*PROBLEM REQUIREMENTS*:
Output each line of the data word for word, from the first through the line that holds "Task: locate the man in dark suit.", and leave off whatever follows.

*PROVIDED MATERIAL*:

.....

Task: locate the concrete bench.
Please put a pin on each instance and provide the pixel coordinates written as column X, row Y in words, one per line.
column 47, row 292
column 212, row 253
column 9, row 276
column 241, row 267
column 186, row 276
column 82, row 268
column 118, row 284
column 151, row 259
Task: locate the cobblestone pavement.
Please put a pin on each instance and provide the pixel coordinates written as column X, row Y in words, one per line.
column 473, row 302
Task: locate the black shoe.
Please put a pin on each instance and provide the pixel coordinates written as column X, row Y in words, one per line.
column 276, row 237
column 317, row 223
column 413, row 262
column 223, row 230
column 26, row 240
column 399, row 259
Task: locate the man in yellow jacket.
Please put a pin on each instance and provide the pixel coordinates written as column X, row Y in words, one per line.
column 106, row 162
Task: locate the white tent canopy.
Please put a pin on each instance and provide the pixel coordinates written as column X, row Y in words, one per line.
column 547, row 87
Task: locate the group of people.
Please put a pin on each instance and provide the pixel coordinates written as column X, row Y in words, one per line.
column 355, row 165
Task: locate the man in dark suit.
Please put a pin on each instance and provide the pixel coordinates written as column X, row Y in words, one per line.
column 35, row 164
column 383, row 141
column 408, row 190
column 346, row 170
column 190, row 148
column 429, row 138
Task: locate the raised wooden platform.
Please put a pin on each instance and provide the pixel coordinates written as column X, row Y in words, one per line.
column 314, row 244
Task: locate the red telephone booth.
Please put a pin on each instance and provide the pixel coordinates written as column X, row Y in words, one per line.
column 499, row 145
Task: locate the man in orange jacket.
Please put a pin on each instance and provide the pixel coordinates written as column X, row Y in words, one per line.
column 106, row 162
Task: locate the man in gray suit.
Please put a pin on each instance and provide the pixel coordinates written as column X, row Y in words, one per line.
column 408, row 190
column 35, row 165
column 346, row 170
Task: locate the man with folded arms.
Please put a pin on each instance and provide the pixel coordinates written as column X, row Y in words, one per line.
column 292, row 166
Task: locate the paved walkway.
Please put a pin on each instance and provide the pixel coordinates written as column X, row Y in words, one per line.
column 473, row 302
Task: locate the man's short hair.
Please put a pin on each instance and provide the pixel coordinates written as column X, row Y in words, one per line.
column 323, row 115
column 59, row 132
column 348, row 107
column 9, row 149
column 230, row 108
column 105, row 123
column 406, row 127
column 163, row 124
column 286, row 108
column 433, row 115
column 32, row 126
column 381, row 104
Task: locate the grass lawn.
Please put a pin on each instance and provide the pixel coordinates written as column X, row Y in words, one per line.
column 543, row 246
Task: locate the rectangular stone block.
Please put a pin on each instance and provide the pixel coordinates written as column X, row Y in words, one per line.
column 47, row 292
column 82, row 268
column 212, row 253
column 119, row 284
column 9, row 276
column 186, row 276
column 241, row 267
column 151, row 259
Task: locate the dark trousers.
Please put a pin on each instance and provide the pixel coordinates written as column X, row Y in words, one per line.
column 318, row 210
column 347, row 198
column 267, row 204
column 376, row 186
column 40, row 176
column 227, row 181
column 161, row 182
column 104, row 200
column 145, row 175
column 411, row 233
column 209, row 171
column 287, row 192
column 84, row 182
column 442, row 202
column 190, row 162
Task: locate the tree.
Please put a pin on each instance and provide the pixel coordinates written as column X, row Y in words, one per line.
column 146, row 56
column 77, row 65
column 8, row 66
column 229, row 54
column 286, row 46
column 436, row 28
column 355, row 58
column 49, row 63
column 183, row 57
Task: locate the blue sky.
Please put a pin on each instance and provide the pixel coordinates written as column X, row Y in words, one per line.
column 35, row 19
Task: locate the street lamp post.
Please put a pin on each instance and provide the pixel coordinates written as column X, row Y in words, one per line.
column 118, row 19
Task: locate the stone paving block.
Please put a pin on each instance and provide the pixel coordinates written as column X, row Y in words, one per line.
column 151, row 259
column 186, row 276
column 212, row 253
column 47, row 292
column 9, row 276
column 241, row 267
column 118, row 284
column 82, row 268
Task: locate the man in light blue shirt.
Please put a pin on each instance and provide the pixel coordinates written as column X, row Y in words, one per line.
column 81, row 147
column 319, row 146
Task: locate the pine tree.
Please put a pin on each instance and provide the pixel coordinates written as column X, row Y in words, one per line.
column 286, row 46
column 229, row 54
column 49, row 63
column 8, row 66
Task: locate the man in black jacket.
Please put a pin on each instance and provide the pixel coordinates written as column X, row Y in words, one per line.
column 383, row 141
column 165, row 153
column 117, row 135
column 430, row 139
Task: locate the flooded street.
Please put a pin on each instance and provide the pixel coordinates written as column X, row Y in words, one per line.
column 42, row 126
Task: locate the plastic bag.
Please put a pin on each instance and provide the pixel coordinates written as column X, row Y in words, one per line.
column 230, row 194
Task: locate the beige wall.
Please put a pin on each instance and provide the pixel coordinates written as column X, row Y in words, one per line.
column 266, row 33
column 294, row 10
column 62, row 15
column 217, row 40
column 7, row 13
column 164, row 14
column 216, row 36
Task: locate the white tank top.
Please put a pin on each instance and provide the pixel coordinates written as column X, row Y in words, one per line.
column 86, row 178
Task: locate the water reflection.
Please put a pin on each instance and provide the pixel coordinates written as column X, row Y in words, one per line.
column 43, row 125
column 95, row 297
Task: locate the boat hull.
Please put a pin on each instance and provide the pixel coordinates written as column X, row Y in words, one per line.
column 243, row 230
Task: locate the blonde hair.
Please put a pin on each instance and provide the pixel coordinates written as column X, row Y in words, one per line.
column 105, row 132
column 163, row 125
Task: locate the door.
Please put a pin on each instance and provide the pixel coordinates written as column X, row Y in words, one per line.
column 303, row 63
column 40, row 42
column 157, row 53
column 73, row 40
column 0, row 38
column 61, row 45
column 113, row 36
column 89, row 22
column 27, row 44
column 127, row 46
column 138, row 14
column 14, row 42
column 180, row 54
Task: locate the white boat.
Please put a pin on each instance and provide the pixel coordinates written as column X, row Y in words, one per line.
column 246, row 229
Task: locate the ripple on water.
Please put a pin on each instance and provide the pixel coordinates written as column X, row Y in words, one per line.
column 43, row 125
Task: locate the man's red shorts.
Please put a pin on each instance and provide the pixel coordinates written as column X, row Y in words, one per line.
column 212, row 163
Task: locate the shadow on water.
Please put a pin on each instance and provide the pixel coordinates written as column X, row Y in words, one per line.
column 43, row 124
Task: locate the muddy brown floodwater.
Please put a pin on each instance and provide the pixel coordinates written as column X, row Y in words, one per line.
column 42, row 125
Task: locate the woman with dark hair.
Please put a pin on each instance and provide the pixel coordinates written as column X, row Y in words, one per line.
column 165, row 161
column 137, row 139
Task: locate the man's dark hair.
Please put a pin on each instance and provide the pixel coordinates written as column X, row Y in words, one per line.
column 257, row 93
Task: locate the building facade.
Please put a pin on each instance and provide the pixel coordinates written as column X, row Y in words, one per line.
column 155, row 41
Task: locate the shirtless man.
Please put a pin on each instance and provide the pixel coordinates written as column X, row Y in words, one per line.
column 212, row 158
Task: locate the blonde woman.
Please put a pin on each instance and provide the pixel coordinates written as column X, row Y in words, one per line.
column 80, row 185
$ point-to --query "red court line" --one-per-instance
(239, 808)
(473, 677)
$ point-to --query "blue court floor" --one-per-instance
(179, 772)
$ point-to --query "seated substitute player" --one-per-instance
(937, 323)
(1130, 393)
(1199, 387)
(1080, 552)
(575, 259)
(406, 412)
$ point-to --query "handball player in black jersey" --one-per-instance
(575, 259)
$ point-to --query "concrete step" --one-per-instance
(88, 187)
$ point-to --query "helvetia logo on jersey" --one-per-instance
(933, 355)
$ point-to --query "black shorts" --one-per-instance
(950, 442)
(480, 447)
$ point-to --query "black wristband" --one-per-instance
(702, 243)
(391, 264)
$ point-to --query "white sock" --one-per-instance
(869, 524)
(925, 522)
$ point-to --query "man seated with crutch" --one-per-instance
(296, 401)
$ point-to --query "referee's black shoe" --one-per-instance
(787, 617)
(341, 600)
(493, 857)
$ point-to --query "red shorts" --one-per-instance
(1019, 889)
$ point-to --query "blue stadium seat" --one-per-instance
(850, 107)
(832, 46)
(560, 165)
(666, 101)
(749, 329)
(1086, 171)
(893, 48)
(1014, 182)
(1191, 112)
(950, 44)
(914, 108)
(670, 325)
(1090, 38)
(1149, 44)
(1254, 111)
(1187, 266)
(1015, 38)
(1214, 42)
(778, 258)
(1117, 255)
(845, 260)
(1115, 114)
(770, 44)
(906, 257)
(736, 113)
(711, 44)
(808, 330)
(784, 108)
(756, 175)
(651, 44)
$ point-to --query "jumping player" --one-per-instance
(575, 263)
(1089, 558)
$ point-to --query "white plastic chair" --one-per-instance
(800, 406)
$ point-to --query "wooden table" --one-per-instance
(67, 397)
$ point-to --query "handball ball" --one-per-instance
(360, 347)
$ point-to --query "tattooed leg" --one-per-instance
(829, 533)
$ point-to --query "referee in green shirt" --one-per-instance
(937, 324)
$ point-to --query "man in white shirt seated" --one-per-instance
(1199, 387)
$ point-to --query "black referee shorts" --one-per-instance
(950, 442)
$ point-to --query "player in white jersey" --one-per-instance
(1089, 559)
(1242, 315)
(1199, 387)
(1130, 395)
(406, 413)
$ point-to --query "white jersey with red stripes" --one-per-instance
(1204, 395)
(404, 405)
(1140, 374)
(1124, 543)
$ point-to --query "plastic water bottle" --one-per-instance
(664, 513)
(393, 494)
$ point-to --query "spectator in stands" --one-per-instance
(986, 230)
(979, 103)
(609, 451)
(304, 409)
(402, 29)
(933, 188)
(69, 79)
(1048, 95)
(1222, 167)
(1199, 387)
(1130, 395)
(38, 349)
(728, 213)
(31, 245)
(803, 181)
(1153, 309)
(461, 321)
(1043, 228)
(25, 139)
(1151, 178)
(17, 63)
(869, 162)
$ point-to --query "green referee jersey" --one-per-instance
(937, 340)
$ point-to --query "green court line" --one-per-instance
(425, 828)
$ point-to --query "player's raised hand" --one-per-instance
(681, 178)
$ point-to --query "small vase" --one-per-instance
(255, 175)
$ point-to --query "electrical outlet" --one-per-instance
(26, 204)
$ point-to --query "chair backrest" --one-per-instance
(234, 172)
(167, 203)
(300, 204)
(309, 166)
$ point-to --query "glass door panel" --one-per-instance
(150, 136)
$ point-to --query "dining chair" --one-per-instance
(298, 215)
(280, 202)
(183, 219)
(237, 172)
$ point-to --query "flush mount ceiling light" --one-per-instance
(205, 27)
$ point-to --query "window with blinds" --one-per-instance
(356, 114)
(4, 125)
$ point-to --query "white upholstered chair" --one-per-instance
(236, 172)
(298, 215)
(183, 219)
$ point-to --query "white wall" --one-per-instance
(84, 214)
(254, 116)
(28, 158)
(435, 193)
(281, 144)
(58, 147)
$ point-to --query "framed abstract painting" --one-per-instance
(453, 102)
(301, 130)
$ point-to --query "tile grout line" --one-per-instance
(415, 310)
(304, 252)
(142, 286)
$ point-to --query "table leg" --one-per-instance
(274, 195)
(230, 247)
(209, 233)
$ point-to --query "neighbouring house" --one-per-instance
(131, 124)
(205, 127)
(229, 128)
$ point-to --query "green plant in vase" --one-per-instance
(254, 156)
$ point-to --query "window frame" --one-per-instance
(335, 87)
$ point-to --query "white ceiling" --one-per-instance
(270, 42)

.....

*RESULT FOR THIS EXERCISE*:
Task: locate the concrete bench.
Please put a pin on each instance and provide the pixel coordinates written as column X, row Y in words, one per line.
column 47, row 292
column 212, row 253
column 9, row 276
column 241, row 267
column 186, row 276
column 82, row 268
column 118, row 284
column 151, row 259
Task: locate the cobblestone pavement.
Please put a pin on each instance and provide the pixel coordinates written as column X, row Y in words, one per line.
column 473, row 302
Task: locate the black shoe.
Please put a pin on each instance and provide the pixel coordinates written as column X, row Y in words, one per line.
column 276, row 237
column 317, row 223
column 413, row 262
column 223, row 230
column 26, row 240
column 399, row 259
Task: locate the man in yellow jacket.
Please put a pin on each instance and provide the pixel coordinates written as column X, row Y in words, one per line.
column 106, row 162
Task: locate the white tent canopy.
Please put a pin on each instance and provide the pixel coordinates written as column X, row Y in words, one per line.
column 547, row 87
Task: locate the group of people.
Please put a pin on each instance and provide the pixel coordinates written as column X, row Y in words, one per line.
column 355, row 165
Task: locate the man in dark suit.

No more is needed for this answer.